■ Aim of the exercise ■
Repeat each of the entries below word for word, in the same order.

■ Supplied records ■

────

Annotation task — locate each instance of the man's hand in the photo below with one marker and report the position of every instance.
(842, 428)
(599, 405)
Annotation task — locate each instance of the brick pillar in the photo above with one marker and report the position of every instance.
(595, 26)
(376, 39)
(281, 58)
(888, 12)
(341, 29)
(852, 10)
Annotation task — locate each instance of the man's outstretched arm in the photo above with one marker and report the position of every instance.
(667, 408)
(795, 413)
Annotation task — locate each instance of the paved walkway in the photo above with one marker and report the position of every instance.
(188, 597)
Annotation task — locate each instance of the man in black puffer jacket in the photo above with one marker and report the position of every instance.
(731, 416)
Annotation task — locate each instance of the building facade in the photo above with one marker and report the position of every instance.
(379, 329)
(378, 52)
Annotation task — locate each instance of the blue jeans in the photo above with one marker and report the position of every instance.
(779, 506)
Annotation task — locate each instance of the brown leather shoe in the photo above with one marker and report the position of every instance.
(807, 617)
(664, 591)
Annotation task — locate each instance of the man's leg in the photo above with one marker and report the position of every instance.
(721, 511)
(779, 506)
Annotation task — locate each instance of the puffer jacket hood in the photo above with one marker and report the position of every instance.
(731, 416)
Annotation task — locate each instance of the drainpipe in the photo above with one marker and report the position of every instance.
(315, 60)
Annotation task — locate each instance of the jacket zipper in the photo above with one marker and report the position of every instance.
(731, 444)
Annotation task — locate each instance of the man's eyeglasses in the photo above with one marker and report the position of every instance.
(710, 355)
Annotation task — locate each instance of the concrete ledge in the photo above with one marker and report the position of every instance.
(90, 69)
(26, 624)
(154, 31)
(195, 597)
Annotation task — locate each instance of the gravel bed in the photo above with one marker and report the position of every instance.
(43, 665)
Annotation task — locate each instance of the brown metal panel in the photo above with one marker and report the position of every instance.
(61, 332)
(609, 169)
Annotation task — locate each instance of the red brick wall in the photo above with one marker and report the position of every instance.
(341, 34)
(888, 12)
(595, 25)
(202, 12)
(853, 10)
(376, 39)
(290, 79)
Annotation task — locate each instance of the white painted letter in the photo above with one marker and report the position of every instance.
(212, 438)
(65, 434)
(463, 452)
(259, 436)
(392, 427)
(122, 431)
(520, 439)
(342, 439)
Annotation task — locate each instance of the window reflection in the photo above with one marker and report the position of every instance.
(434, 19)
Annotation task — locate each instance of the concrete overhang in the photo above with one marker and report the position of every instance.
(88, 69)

────

■ Response ■
Annotation task — locate each instance of the man's hand in the photo below with one marker and report the position of every instance.
(842, 428)
(599, 405)
Annotation task — locate each instance of the brick pillar in the photo above with one marker and report the position of every instance.
(595, 26)
(376, 39)
(281, 58)
(888, 12)
(341, 29)
(852, 10)
Annotation task — locate each instance of the man's outstretched arm in the photo above with one marker and report the position of every instance.
(667, 408)
(795, 413)
Annotation task — locate each instance of the paved walkway in the photo above with one marker and report the position of every instance.
(188, 597)
Annotation task — locate each instance of the man in black puffer jacket in the photo above with one marker and report the position of every instance.
(731, 416)
Annotation task — locate each instance of the building facade in the photo above with one marker and report the position of every instance.
(379, 329)
(378, 52)
Annotation task — locate each instance of the blue jeans in the photo above with one marker and report the position of every instance.
(779, 506)
Annotation task — locate each instance of the brown leather shoe in the photo above with one marker and report the position of every instance.
(807, 617)
(664, 591)
Annotation task — locate each instance of the man's leg in the photo above with one marker and report the position of every instance.
(721, 511)
(779, 506)
Annotation task — locate each instance of the puffer jacket hood in the photo above with one marker and report the position of every instance.
(731, 416)
Annotation task — locate each instance of the drainpipe in the photo above with one marker and report the position of every instance.
(315, 60)
Annotation task — locate each instance of the jacket zipper in the photo above with one marker and report the position of every instance.
(731, 444)
Annotation task — locate each instance of the man's eyeglasses in the photo above with one marker and report the position of every instance.
(710, 355)
Annotation task — locate each instance of the concrete ledge in the photo above with one marker and report the position of every instance.
(90, 69)
(26, 624)
(154, 31)
(195, 597)
Annotation task — locate each instance of the gravel bed in the photo above with one marker and report the position of every instance.
(43, 665)
Annotation task — locate each instance of the brown metal panel in the photo above with one marker and report the position of every instance.
(61, 332)
(609, 169)
Annotation task — locate each instance of the red brick wall in the photo above with one marker and report the position of every instance.
(341, 34)
(888, 12)
(595, 25)
(202, 12)
(853, 10)
(376, 39)
(290, 79)
Annotation task — locate each instance of the white painted letter in the photo above with one marker and report the position of every instance.
(212, 438)
(65, 434)
(463, 452)
(259, 436)
(392, 427)
(122, 431)
(520, 439)
(342, 439)
Annotation task — locate each instance of the window reflection in the photo above with one marker and report the position of every instance.
(434, 19)
Annotation task — locate each instance of the concrete overhang in the photo above with one marker and report the position of every instance.
(88, 69)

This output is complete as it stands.